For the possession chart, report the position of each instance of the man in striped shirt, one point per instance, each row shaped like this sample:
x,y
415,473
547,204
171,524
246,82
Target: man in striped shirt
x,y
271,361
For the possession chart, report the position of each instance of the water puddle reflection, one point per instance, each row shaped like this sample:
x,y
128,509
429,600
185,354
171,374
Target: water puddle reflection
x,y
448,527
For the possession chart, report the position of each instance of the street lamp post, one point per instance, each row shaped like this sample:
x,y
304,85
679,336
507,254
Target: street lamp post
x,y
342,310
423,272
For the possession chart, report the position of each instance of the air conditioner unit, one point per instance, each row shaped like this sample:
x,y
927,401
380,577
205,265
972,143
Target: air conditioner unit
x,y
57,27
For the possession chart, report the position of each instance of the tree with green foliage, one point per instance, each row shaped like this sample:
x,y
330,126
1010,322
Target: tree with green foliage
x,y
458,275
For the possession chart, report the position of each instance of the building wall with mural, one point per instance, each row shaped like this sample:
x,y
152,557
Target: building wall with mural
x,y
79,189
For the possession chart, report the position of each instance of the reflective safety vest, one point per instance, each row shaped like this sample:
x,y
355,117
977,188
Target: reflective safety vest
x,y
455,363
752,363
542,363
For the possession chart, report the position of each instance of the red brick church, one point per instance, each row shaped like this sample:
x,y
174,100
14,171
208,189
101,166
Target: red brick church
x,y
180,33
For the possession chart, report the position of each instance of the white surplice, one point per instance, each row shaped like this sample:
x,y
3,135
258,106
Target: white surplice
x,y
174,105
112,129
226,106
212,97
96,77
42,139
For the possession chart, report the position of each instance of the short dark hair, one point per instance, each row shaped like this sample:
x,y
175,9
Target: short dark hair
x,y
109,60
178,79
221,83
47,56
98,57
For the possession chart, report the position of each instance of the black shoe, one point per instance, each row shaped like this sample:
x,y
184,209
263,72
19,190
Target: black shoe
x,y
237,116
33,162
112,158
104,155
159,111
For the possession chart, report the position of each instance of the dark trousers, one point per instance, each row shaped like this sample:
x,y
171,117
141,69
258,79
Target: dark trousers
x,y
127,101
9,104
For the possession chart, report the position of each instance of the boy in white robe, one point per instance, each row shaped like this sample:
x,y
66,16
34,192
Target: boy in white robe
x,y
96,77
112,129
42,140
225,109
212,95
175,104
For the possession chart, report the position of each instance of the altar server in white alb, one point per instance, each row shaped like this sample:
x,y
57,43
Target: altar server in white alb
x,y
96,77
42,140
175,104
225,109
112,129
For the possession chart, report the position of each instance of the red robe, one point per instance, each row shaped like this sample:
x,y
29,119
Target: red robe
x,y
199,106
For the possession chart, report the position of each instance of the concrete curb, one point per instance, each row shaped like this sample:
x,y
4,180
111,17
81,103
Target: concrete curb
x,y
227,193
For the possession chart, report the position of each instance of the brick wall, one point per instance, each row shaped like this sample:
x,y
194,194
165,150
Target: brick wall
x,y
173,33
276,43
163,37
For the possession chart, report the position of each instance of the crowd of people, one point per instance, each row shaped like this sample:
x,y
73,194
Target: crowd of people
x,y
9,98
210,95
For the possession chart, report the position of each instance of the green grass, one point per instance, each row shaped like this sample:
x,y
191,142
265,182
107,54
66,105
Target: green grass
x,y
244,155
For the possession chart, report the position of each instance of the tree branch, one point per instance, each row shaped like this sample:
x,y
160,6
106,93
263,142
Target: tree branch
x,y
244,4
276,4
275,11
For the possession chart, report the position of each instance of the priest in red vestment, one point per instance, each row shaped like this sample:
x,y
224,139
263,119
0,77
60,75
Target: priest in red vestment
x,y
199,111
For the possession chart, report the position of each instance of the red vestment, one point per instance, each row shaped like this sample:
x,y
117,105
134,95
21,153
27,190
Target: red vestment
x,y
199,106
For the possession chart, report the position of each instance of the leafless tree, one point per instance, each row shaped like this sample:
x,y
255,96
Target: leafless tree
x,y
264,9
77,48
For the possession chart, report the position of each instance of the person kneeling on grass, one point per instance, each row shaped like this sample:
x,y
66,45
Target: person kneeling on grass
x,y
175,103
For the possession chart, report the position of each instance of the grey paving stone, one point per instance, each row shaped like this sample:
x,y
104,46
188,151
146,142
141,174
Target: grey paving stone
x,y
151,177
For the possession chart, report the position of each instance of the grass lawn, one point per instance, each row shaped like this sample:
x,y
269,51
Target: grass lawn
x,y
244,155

════════════════

→ TO BE DONE
Can you write out all of the material above line for line, without changing a single character?

→ WRITTEN REPLY
For the possession chart, report the position of each instance of the man in striped shirt, one point per instance, each row shaped like this sample:
x,y
415,473
547,204
171,524
246,82
Target: man in striped shirt
x,y
271,361
For the possession chart, report the position of each instance of the water puddle reflection, one point per instance, each row shaped like this sample:
x,y
128,509
429,600
185,354
171,374
Target: water puddle reflection
x,y
448,527
For the possession chart, report the position of each instance of the street lamp post, one point per instance, each row shaped like this sample:
x,y
304,85
679,336
507,254
Target: street lamp post
x,y
342,310
423,272
For the possession chart, report the position of each instance of the air conditioner unit, one point per instance, each row shaped like this sample:
x,y
927,401
380,577
205,265
972,143
Target: air conditioner unit
x,y
57,27
For the possession chart, report the position of each instance of the tree with green foliage, one point per instance, each row shaped like this sample:
x,y
330,126
1010,322
Target: tree with green foliage
x,y
458,275
For the possession chart, report the position of each instance of the building wall with mural, one point per instance, each row shaped like this sample:
x,y
152,557
Target: building wall with mural
x,y
79,189
For the possession chart, report the position of each instance of the reflective safety vest, one point per instance, each row shaped like this sample:
x,y
355,117
977,188
Target: reflective safety vest
x,y
455,363
752,363
542,363
For the possession chart, report the position of each instance of the red brick church, one point per instance, each row shaped like this sample:
x,y
174,100
14,171
208,189
101,166
Target: red brick church
x,y
180,33
For the possession chart, report the position of each instance of the white surplice, one point per instance, each row shaped like this sample:
x,y
3,135
258,106
Target: white surplice
x,y
174,105
112,129
226,106
212,97
96,77
42,139
For the possession chart, report the position of each instance of the short dark hair, one point per instance, each row shaped like this sample:
x,y
175,9
Target: short dark hair
x,y
109,60
178,79
221,83
47,56
98,57
For the possession chart, report the position of each instance of the black shoe, one point per instance, each row shaped like this sample:
x,y
184,209
263,72
19,190
Target: black shoe
x,y
237,116
33,162
112,158
104,155
159,111
For the possession chart, report the position of each instance of the dark trousers, one point per instance, each row shaped like this sample:
x,y
171,117
141,69
258,79
Target: dark trousers
x,y
127,101
9,104
For the possession chart, report the position of each instance of the boy in white robe, one point per instance, each row shaped like this sample:
x,y
66,16
34,192
Target: boy in white robe
x,y
96,77
112,129
42,140
225,109
212,95
175,104
For the possession chart, report the position of each instance of the altar server in white alb, one point per instance, each row shaped like this sample:
x,y
57,43
Target: altar server in white alb
x,y
96,77
42,140
175,104
225,109
112,129
For the possession chart, report the position of each instance of the red robe, one point per instance, each row shaped like this sample:
x,y
29,119
Target: red robe
x,y
199,106
For the possession chart, report the position of each instance of the concrete curb, one point per instance, each row shaped like this sample:
x,y
4,180
111,17
81,103
Target: concrete curb
x,y
227,193
For the possession chart, report the position of each instance of the brick wall, one point per instance, each row shaped like this sample:
x,y
194,194
165,150
Target: brick wall
x,y
173,33
276,43
163,37
For the possession chart, report the position of each instance of the crowd of people, one point per instance, each row shaped like this sample:
x,y
73,194
Target: crowd of people
x,y
9,98
210,95
For the possession chart, report the position of each instance of the green grass, one point per instance, each row shaped like this sample:
x,y
191,142
265,182
107,54
66,105
Target: green grass
x,y
244,155
For the possession chart, report the position of each instance of the tree branch, one point per instance, each row shaped like this sample:
x,y
160,6
106,93
263,142
Target: tree branch
x,y
244,4
276,4
275,11
For the possession chart, report the position of each instance of the priest in red vestment, one point per instance, each row shaped like this sample:
x,y
224,139
263,119
0,77
60,75
Target: priest in red vestment
x,y
199,111
For the possession chart, report the position of each instance of the red vestment, one point per instance, each row shaped like this sample:
x,y
117,105
134,95
21,153
27,190
Target: red vestment
x,y
199,106
For the possession chart, report the position of each instance of the leafless tree, one point per instance, each row shaped like this sample:
x,y
255,96
Target: leafless tree
x,y
264,9
77,48
For the possession chart, report the position of each instance of the person kneeling on grass, one point per instance, each row shaped like this sample:
x,y
66,45
Target: person kneeling on grass
x,y
175,103
For the possession chart, report the position of each instance of the grey paving stone, one point per instance, each row shaped like this sample:
x,y
104,46
188,151
146,142
141,174
Target: grey paving stone
x,y
151,177
For the possession chart, report the position of each instance of the grass lawn, one point per instance, each row shaped like this sample:
x,y
269,51
Target: grass lawn
x,y
244,155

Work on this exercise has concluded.